What the task asks :: Below are records to transcribe in full and unchanged; omit every picture.

Saved entries ::
--------------------------------------------------

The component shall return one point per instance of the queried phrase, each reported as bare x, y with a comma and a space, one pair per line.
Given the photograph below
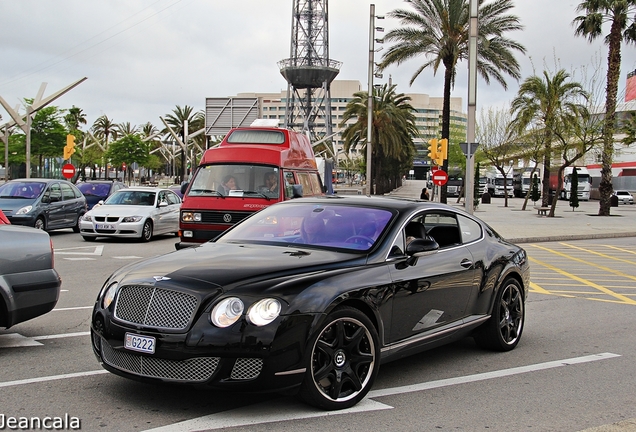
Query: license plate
143, 344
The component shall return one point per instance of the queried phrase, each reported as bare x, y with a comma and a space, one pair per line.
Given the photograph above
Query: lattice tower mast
309, 71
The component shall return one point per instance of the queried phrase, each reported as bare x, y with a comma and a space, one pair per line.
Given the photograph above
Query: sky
143, 58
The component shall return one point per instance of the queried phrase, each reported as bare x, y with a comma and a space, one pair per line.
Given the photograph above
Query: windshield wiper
257, 193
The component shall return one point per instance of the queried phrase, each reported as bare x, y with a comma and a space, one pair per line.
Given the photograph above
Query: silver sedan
138, 212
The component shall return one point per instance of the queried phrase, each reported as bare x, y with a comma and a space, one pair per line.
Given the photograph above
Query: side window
470, 229
289, 181
443, 228
55, 192
67, 192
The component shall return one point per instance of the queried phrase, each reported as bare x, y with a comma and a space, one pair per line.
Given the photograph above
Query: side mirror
297, 191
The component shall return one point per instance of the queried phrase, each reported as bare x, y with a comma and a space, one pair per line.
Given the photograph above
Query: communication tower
309, 71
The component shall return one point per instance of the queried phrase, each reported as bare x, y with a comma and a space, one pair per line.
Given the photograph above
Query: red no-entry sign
68, 171
440, 177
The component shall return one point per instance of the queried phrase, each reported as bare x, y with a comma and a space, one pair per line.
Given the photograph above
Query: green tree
128, 150
621, 17
547, 103
438, 30
574, 189
393, 132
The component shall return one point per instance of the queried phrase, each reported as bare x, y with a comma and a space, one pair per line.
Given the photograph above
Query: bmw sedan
311, 296
141, 213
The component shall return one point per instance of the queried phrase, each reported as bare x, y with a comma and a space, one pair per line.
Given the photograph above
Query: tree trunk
613, 72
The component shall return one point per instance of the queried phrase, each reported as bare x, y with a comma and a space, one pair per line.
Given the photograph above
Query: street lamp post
372, 30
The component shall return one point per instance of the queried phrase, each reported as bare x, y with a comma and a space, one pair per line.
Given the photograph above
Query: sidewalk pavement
527, 226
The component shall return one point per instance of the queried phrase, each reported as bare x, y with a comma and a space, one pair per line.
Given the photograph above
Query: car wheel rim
343, 359
511, 314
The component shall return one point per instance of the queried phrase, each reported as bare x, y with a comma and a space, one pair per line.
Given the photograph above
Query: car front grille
155, 307
221, 217
197, 369
246, 368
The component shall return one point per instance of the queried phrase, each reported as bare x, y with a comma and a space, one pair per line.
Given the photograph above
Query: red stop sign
68, 171
440, 177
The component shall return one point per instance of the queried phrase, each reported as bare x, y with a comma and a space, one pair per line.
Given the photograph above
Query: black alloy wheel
503, 330
343, 361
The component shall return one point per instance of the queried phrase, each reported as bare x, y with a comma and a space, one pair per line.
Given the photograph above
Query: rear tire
503, 330
342, 361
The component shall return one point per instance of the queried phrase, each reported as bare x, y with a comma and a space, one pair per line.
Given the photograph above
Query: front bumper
241, 357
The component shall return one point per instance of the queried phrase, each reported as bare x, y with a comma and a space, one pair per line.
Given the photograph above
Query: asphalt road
573, 369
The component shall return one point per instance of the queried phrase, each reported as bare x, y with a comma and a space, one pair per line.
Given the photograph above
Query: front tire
342, 361
146, 231
503, 330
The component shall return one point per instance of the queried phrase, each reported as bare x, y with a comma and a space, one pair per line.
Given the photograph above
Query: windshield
126, 197
311, 224
18, 189
236, 180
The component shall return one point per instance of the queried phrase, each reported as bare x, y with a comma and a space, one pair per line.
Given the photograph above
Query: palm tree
393, 132
104, 128
620, 14
549, 104
438, 30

--------------------------------------------------

Result of the task ::
The component shall return one point per instance of the queried phrase, each reported as bare x, y with a comma and a space, one pair per line.
Given the photograph below
Query: license plate
143, 344
The component shall return one point per instance of the queried phrase, each reported as bare x, y with a comma and a space, one pair per line.
Given the photograph above
Query: lattice tower mast
309, 71
The component shall return one point per instance of the queried phrase, each reported as bare x, y with a comma and a space, one pair per line.
Given the photograph above
Query: sky
143, 58
The component shall return one point per instance of the queried phrase, each reported as bare x, y with a comma and a space, one pair per line.
Given the photograph above
Query: windshield wiper
257, 193
The component shall return one point per instance of the queried phrase, each reported as bare x, y with a comma and a space, one pair per line.
Given the photograph above
Query: silver sedan
138, 212
The component shall return one point per instance of the queried phrase, each reported as bare x, y with a comma and a space, one pair per line.
Given the photograph above
Query: side window
470, 229
289, 181
443, 228
55, 192
67, 192
The component shall return one point per instance of the queried phrase, each reported as bare x, y with a comma and a space, one pair per line.
Given the photograph above
Query: side mirror
297, 191
The component shall return one point per instance of the queried phrase, each reported as bare x, y with a comma and a space, one pair per line.
Given the photograph above
Query: communication tower
309, 71
The component shall return one point per instance of the queried phrase, each reported as bare x, y with a comma and a space, one pair per line.
Given the photograph above
Query: red no-entry sign
68, 171
440, 177
The component shall return one point per instance of the queried phrase, each reported as bare x, y with a comma and a space, one pair per line.
Given the photograph above
Query: green tree
128, 150
621, 17
547, 103
438, 30
574, 189
393, 132
The component shall return one point per instance of the queried phrase, each reported as bare x, y with a comma and a space, one pair per line.
Given the photograph above
Query: bmw sedan
311, 296
141, 213
The component shall return one point per instance of the queried phrase, each reported as bare x, y with a comma and a space, one pair per line.
Given the photograph above
Query: tree trunk
613, 72
The component shall return one point per instance of the queried phrase, each reported as bare x, y with a comma and a space, one pair per line.
Given the photograph above
Query: street lamp post
372, 30
The component shall return one point per instance of the queried phrase, each reported as bare x, y with a comma and a space, one pair per line.
Given the photograph above
Query: sidewalk pavement
527, 226
The component shall return one point per instance of the queried phrase, each reported as bare x, y with a comma and a space, one pair per line.
Given the photograph above
Query: car wheel rim
343, 359
511, 314
The component shall return one point per instance of the queried phrase, each reported as bare x, y with a comma and a space, one pair per line.
Given the photograph above
Query: car front grille
155, 307
221, 217
197, 369
246, 368
The component shall return one point per instance of the queried phrase, each reported as bare x, y with a comma and a space, one pair per line.
Given the photograph above
Query: red stop sign
68, 171
440, 177
The component shall return one point per instance of the queried phrase, each reported as bare x, y with a comma and a space, one pair per line.
Given the photograph above
Query: black alloy wheel
503, 330
343, 361
The component shall return one point per instance of the queried phrase, each reported as bare x, y with a comma and a space, one pair per line.
Given the photograph above
Query: rear tire
503, 330
342, 361
The component shall return one point per instance of the queried phrase, each reported as bare x, y with a comma and a space, one pair per line.
Given the photograph above
Query: front bumper
241, 357
The component shall return one point per instance of the queried phrase, each reported as bare x, y with a comma and a space, one pair per line.
Given the photograph above
Query: asphalt road
573, 369
The component shall return one point per instance of the queried phrase, each reported as bare x, y with a comma and a space, one pair per line.
Given the photograph above
Query: front tire
342, 361
146, 231
503, 330
The component shall return one point per instance of the queried phrase, each reported as bare x, y with a comma and a space, one pair per line.
Given the photograph above
Query: windshield
126, 197
311, 224
18, 189
236, 180
The component shall return one point per instance of the queried phrase, each reported as bare x, y with a comma and a space, one pair per line.
Given the photograph above
Query: palm tree
393, 132
104, 128
620, 14
549, 104
438, 30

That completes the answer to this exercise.